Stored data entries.
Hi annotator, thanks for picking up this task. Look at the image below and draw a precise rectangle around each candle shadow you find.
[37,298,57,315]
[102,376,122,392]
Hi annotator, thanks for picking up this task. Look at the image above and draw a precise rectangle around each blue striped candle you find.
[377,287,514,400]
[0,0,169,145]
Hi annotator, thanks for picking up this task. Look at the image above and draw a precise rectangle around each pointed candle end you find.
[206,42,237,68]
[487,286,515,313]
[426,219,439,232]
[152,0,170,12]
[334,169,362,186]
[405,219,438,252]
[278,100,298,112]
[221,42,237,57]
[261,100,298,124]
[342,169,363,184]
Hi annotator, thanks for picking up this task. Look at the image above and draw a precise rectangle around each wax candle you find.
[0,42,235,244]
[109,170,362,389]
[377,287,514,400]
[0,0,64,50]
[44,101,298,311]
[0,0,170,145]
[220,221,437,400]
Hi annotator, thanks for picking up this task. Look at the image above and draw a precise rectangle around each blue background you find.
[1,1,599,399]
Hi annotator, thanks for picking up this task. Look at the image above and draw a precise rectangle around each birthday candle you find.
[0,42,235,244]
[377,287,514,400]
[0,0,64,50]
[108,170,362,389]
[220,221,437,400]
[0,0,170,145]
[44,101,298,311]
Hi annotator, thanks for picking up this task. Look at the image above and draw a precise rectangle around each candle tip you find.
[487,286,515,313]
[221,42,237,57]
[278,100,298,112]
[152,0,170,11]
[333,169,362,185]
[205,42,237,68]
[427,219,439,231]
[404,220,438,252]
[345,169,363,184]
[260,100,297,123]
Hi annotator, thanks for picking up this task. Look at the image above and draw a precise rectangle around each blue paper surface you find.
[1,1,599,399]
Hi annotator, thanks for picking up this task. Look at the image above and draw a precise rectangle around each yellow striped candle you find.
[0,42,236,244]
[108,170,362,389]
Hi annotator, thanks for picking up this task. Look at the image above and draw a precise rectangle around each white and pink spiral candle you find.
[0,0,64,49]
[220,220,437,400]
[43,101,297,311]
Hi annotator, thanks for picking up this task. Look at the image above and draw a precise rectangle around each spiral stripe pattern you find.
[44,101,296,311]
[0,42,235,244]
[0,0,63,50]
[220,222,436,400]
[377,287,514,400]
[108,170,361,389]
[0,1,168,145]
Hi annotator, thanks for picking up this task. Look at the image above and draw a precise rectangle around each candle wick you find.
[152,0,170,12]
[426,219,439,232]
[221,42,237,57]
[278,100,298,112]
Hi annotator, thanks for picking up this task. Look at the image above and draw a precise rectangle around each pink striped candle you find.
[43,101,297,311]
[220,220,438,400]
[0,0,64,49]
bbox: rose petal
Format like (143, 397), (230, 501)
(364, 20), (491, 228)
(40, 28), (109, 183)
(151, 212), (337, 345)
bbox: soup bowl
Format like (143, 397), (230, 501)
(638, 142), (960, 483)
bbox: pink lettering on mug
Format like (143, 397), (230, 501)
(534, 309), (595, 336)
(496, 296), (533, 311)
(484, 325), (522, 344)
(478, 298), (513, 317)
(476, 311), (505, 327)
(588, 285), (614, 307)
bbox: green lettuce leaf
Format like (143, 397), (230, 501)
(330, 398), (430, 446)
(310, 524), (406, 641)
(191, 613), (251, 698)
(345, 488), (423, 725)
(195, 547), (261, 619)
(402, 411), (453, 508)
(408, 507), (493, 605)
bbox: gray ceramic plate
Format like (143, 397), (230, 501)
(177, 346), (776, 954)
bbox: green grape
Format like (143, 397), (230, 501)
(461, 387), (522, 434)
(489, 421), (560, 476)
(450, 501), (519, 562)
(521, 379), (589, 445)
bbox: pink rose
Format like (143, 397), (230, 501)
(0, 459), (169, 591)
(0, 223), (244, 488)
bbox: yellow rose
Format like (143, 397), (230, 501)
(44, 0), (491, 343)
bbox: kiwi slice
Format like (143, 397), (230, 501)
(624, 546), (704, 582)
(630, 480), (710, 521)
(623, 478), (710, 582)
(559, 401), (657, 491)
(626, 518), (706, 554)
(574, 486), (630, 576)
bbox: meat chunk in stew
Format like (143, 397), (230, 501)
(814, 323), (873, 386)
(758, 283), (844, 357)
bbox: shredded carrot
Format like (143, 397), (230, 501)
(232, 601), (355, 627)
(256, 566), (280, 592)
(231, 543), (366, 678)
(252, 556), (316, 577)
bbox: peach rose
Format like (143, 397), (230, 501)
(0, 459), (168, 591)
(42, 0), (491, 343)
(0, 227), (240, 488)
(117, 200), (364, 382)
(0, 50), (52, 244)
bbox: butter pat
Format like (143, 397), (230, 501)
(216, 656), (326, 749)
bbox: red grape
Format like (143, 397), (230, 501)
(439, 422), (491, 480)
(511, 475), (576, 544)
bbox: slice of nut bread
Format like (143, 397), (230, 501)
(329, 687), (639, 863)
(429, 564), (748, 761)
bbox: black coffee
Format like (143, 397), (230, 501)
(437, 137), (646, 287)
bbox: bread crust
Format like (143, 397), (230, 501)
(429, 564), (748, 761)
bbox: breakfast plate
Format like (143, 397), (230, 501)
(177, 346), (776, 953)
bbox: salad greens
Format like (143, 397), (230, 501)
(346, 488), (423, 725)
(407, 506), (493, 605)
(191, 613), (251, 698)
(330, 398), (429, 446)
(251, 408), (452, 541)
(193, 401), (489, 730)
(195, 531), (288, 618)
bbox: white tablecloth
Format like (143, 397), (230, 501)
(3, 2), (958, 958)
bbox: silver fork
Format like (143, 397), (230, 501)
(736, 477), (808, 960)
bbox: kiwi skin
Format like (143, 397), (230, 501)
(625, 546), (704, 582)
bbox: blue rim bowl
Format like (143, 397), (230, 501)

YOUR INSTRUCTIONS.
The records above need to be output again, verbatim.

ANSWER BOX.
Hi annotator, thanks for picking up this task. Look at the image below and draw a precise rectangle around each candle shadow you find.
[37,298,57,315]
[102,376,122,392]
Hi annotator, thanks for picking up this task. Look at the image above and draw a precise rectangle around each blue striped candle you find.
[377,287,514,400]
[0,0,169,145]
Hi annotator, thanks for picking up this task. Look at the image above and draw a precise rectangle around each pointed candle end you find.
[206,42,237,68]
[487,286,515,313]
[426,219,439,232]
[152,0,170,12]
[334,169,362,186]
[405,219,438,252]
[278,100,298,112]
[221,42,237,57]
[261,100,298,124]
[342,169,363,184]
Hi annotator, thanks for picking up this task. Look at the image above and draw a precise rectangle around each wax candle you find.
[0,42,235,244]
[109,170,362,389]
[377,287,514,400]
[0,0,64,50]
[44,101,298,311]
[0,0,170,145]
[220,221,437,400]
Hi annotator, thanks for picking up this task. Look at the image above and draw a precise rectangle around each blue background you find.
[1,1,599,399]
Hi annotator, thanks for picking up this task. Look at the image above and draw a precise rectangle around each birthday candle you find.
[0,42,235,244]
[377,287,514,400]
[0,0,64,50]
[108,170,362,389]
[220,221,437,400]
[0,0,170,145]
[44,101,298,311]
Hi annotator, thanks for picking up this task. Look at the image above and draw a precise rectangle around each candle tip you find.
[487,286,515,313]
[221,42,237,57]
[278,100,298,112]
[152,0,170,11]
[333,169,362,185]
[205,42,237,68]
[427,219,439,231]
[404,220,438,252]
[345,169,363,184]
[260,100,297,123]
Hi annotator, thanks for picking up this task. Look at the image above and draw a precise rectangle around each blue paper surface you find.
[1,1,599,399]
Hi annotator, thanks for picking up this task. Look at the image above and draw a precise rectangle around each yellow striped candle you find.
[0,42,236,244]
[108,170,362,389]
Hi annotator, thanks for picking up this task. Look at the image above and draw a precise rectangle around each white and pink spiral candle you find.
[0,0,64,49]
[220,220,437,400]
[43,101,297,311]
Hi annotator, thanks for picking up this task. Look at the image above and draw a precise rectangle around each spiral stripe pattern you find.
[44,101,296,311]
[0,42,235,244]
[0,0,63,50]
[220,222,436,400]
[377,287,514,400]
[108,170,361,389]
[0,1,168,145]
Hi annotator, thanks for picking up this task. Look at the image above and draw a precise rectangle around each candle wick you find.
[152,0,170,12]
[426,219,439,232]
[221,42,237,57]
[278,100,298,112]
Hi annotator, thanks for picking up this task. Look at the image above and draw a precise rectangle around each pink striped candle you find.
[43,101,297,311]
[220,220,438,400]
[0,0,64,49]
bbox: rose petal
Format like (143, 397), (230, 501)
(364, 20), (491, 228)
(40, 28), (109, 183)
(151, 212), (337, 345)
bbox: soup bowl
Format like (143, 397), (230, 501)
(638, 142), (960, 483)
bbox: pink lettering on mug
Format like (143, 397), (230, 501)
(534, 309), (595, 336)
(496, 296), (533, 311)
(484, 325), (522, 344)
(478, 298), (513, 317)
(476, 311), (505, 327)
(588, 285), (614, 307)
bbox: green lettuce leaf
Format like (143, 397), (230, 501)
(330, 398), (430, 446)
(310, 524), (406, 641)
(191, 613), (251, 698)
(345, 488), (423, 725)
(195, 547), (261, 619)
(402, 411), (453, 508)
(408, 507), (493, 605)
bbox: gray ceramic plate
Format like (143, 397), (230, 501)
(177, 346), (776, 954)
bbox: green grape
Format like (143, 397), (230, 501)
(461, 387), (522, 434)
(489, 421), (560, 476)
(450, 501), (519, 562)
(521, 379), (589, 445)
bbox: pink rose
Format like (143, 397), (230, 501)
(0, 459), (169, 591)
(0, 223), (244, 488)
bbox: yellow rose
Format like (143, 397), (230, 501)
(44, 0), (491, 343)
bbox: kiwi slice
Format like (143, 397), (230, 501)
(624, 546), (704, 582)
(630, 480), (710, 521)
(623, 478), (710, 582)
(559, 401), (657, 491)
(626, 518), (706, 554)
(574, 486), (630, 576)
bbox: meat chunk in stew
Format like (143, 397), (230, 501)
(814, 323), (873, 386)
(758, 283), (844, 357)
bbox: shredded carrot
Format like (143, 397), (230, 501)
(232, 601), (355, 627)
(256, 566), (280, 592)
(231, 543), (366, 678)
(252, 556), (316, 577)
bbox: peach rose
Format like (143, 397), (230, 501)
(0, 459), (168, 591)
(42, 0), (491, 343)
(0, 227), (240, 488)
(117, 200), (364, 382)
(0, 50), (52, 244)
bbox: butter pat
Format like (143, 397), (230, 501)
(216, 656), (326, 749)
bbox: red grape
Format like (143, 397), (230, 501)
(439, 422), (491, 480)
(511, 475), (576, 544)
bbox: slice of nut bread
Format like (143, 397), (230, 501)
(329, 687), (639, 863)
(429, 564), (748, 761)
bbox: black coffee
Format like (143, 397), (230, 501)
(437, 137), (646, 287)
bbox: bread crust
Format like (143, 397), (230, 501)
(429, 564), (748, 761)
bbox: breakfast plate
Format like (143, 397), (230, 501)
(177, 346), (776, 953)
bbox: salad greens
Format like (143, 397), (230, 501)
(346, 488), (423, 725)
(407, 506), (493, 605)
(191, 613), (251, 698)
(330, 398), (429, 446)
(251, 408), (452, 541)
(193, 401), (489, 730)
(195, 531), (288, 618)
bbox: white tablecloth
Format like (143, 397), (230, 501)
(3, 2), (958, 958)
bbox: silver fork
Format like (143, 397), (230, 501)
(736, 477), (808, 960)
bbox: kiwi skin
Format like (143, 397), (230, 501)
(625, 546), (704, 582)
bbox: blue rim bowl
Format like (143, 397), (230, 501)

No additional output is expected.